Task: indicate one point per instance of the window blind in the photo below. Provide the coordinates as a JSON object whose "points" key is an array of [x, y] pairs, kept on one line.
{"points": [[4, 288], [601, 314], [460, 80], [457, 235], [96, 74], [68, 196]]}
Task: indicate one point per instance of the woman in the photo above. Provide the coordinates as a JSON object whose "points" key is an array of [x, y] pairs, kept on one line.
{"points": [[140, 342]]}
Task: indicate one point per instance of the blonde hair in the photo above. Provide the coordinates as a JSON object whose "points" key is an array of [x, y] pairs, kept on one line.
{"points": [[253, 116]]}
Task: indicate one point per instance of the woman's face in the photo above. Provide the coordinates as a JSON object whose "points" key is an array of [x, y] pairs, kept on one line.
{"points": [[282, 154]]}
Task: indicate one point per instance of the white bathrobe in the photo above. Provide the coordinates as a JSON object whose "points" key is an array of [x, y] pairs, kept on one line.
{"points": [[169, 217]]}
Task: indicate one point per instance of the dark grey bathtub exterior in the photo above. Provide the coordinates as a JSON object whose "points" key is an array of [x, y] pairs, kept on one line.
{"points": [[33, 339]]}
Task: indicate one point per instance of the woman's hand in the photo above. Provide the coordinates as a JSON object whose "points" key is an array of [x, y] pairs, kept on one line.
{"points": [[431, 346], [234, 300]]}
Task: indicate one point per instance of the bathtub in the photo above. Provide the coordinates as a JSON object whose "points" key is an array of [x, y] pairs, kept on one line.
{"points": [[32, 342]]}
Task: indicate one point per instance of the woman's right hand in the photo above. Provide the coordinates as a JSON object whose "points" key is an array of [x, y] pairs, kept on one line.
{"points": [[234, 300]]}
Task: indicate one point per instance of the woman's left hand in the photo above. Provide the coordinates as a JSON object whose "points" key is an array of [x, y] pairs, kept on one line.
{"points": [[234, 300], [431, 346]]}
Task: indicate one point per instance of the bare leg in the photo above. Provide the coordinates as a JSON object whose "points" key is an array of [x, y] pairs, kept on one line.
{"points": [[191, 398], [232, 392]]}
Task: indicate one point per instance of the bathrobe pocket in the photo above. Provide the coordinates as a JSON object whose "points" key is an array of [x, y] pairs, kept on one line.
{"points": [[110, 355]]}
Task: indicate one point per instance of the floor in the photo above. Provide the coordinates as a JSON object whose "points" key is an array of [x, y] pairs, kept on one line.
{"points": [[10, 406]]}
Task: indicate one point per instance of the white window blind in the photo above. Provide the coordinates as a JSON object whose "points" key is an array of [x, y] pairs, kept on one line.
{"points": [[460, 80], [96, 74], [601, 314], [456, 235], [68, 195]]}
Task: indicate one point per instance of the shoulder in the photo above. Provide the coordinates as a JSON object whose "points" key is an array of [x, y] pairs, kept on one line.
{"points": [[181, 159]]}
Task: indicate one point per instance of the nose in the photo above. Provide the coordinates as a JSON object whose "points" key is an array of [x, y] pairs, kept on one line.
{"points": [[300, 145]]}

=======

## EXERCISE PROMPT
Retype the material in full. Each word must match.

## EXERCISE RESPONSE
Task: indicate one point per instance of the window blind in the photo below. Provide the coordinates as a JSON object whose "points" key is an array of [x, y] pairs, kept on one line.
{"points": [[4, 288], [601, 314], [460, 80], [457, 235], [96, 74], [68, 196]]}
Task: indicate one point per instance of the woman in the photo above. Provide the coordinates as a JSON object whose "points" key is an array of [x, y] pairs, kept on one line.
{"points": [[140, 342]]}
Task: indicate one point per instance of the blonde hair in the photo above. Provide the coordinates as a JSON object whose "points" key is an array of [x, y] pairs, kept on one line.
{"points": [[253, 116]]}
Task: indicate one point per instance of the woman's face in the photo above. Provide the coordinates as a JSON object whose "points" key is an array of [x, y] pairs, kept on one line.
{"points": [[282, 154]]}
Task: indicate one point per instance of the white bathrobe in the photo above. Provide the coordinates as a JSON object whose "points" key is an array of [x, y] pairs, kept on one line.
{"points": [[169, 217]]}
Task: indicate one point per instance of the dark grey bathtub exterior in the photo above. Provide the coordinates as a JSON object whose "points" key is an array of [x, y] pairs, kept on one line.
{"points": [[33, 339]]}
Task: indicate one point per instance of the woman's hand in the photo above. Provide the coordinates as a JSON object whose "points" key is an array of [x, y] pairs, kept on one line.
{"points": [[431, 346], [234, 300]]}
Task: indicate one point per instance of the bathtub in the photo above. Provide the coordinates as a JSON object whose "points" key is an array of [x, y] pairs, kept on one line.
{"points": [[32, 342]]}
Task: indicate one point per instance of the woman's right hand in the photo above. Provide the coordinates as a JSON object whose "points" key is an array of [x, y] pairs, kept on one line.
{"points": [[234, 300]]}
Task: indicate one point per instance of the woman's left hand in the photo above. Provide the coordinates as a JSON object whose "points" key is an array of [x, y] pairs, kept on one line.
{"points": [[234, 300], [431, 346]]}
Task: indicate one point per instance of the bare leg in the photo above. Provide the coordinates as a JSON object whose "points" key is an array of [x, y] pairs, kept on one line.
{"points": [[191, 398], [232, 392]]}
Task: indicate one point per instance of the bathrobe pocket in the photo above. Provide the coordinates as a JSON object whose "points" key is an array of [x, y] pairs, kept on one line.
{"points": [[110, 355]]}
Task: indicate one point per instance of the floor in the photo above. Provide the coordinates as a JSON object whose "points" key is an array of [x, y] pairs, kept on one line.
{"points": [[10, 406]]}
Task: indicate one point per instance of the white window blind in the photo above. Provide the coordinates as a JSON object whose "points" key is an array of [x, y] pairs, kept on one line.
{"points": [[460, 80], [96, 74], [601, 314], [456, 235], [68, 195]]}
Task: indicate one point per instance of the shoulder in the photo above. Provide the coordinates as a JSON object whose "points" key is an array of [x, y] pairs, kept on one line.
{"points": [[181, 159]]}
Task: indicate one point per instance of the nose in the photo above. Provide the coordinates as a JSON object whose "points" key is an array of [x, y] pairs, kept on one line.
{"points": [[300, 145]]}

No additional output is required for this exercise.